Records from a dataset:
○ ○ ○ ○

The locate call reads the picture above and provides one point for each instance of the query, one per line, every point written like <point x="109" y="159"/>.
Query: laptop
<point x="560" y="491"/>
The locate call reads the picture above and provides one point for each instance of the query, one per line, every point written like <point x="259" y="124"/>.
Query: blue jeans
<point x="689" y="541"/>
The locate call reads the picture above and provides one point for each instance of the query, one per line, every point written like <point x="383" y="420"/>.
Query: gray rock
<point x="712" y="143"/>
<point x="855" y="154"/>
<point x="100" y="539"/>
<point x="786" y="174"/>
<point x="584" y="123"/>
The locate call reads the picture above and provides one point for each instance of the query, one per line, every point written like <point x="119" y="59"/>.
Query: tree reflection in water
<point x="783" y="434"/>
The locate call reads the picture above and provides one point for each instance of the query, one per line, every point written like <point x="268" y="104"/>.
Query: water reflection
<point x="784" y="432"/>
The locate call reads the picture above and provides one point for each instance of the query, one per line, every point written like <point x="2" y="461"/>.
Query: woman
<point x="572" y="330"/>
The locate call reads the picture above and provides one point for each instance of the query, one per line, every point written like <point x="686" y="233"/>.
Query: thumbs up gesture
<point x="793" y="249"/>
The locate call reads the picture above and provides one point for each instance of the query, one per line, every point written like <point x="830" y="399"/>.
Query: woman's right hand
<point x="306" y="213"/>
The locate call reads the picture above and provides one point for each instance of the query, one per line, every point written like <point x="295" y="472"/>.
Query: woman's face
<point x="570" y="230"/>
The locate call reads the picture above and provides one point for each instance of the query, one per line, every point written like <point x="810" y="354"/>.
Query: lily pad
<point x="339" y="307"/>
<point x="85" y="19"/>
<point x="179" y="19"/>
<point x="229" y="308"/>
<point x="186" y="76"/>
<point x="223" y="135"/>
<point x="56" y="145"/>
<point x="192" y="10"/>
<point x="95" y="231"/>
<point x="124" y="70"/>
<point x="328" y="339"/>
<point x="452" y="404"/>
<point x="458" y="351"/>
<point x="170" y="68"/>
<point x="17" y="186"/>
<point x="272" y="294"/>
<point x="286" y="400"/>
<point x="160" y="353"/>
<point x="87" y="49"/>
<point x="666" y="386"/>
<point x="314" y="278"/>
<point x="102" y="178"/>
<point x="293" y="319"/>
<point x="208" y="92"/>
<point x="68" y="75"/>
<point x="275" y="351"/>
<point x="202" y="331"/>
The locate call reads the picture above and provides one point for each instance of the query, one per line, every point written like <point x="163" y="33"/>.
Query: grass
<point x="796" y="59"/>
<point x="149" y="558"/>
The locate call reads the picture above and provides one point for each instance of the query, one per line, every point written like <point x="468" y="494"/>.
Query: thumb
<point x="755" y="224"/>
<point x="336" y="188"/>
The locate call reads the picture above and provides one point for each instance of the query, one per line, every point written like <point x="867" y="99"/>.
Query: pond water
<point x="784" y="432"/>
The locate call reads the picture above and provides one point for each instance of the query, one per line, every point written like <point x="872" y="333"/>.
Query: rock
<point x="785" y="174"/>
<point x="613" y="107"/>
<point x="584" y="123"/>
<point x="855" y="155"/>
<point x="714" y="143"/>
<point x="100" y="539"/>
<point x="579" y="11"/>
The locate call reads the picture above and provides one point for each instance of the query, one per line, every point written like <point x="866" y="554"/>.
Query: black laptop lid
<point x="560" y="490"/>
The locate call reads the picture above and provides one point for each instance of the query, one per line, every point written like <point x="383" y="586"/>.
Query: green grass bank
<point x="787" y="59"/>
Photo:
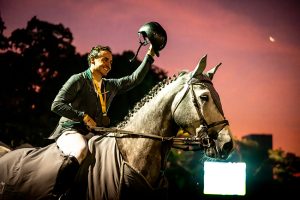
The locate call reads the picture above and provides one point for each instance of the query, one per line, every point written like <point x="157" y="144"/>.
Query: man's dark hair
<point x="94" y="53"/>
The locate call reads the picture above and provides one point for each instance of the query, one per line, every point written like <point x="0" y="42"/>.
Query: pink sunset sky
<point x="257" y="41"/>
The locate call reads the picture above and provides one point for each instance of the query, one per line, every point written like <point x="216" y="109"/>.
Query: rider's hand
<point x="151" y="51"/>
<point x="89" y="121"/>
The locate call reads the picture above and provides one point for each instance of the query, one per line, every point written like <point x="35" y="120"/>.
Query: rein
<point x="183" y="143"/>
<point x="177" y="141"/>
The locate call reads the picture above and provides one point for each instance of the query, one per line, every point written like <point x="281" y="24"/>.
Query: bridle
<point x="202" y="136"/>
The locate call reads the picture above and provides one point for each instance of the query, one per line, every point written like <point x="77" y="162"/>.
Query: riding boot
<point x="66" y="175"/>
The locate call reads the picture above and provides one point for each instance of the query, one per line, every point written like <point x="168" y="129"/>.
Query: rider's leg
<point x="72" y="143"/>
<point x="74" y="146"/>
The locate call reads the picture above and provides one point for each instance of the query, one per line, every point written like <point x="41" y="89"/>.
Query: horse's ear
<point x="200" y="67"/>
<point x="212" y="72"/>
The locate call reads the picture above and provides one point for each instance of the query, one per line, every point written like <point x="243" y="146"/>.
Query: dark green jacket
<point x="78" y="97"/>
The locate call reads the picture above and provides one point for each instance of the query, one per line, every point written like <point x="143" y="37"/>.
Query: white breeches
<point x="72" y="143"/>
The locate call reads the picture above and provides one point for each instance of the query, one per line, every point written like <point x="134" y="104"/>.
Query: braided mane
<point x="152" y="93"/>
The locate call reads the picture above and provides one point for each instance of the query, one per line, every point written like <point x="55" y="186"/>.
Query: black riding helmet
<point x="154" y="33"/>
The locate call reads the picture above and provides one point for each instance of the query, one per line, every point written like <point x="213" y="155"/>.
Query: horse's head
<point x="197" y="109"/>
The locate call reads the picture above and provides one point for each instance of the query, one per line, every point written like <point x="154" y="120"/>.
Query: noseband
<point x="202" y="136"/>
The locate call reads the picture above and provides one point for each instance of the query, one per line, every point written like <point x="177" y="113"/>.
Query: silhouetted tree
<point x="286" y="166"/>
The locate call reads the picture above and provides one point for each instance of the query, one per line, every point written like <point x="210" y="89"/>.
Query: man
<point x="83" y="102"/>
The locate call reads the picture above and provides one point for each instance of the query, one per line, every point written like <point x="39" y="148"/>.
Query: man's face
<point x="103" y="63"/>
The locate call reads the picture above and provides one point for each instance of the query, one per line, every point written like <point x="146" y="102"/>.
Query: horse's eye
<point x="204" y="97"/>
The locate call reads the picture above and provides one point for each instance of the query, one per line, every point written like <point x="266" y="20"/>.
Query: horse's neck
<point x="155" y="117"/>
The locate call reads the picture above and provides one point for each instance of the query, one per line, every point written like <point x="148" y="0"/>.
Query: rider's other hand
<point x="151" y="51"/>
<point x="89" y="121"/>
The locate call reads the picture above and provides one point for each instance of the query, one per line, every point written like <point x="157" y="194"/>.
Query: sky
<point x="257" y="42"/>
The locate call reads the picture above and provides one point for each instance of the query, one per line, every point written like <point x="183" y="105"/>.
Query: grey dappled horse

○ ○ ○ ○

Exercise details =>
Lines from the one containing "Query: rider's other hand" through the last line of the records, both included, are the only ones to print, each exactly as it is.

Answer space =>
Query: rider's other hand
<point x="151" y="51"/>
<point x="89" y="121"/>
The locate call reads the picture above and provides one point for each instance of the query, one per line, every point written like <point x="157" y="194"/>.
Query: sky
<point x="257" y="42"/>
The locate call reads the picture above and provides one point for each instance of the query, one per line, every point written like <point x="183" y="105"/>.
Query: grey dappled horse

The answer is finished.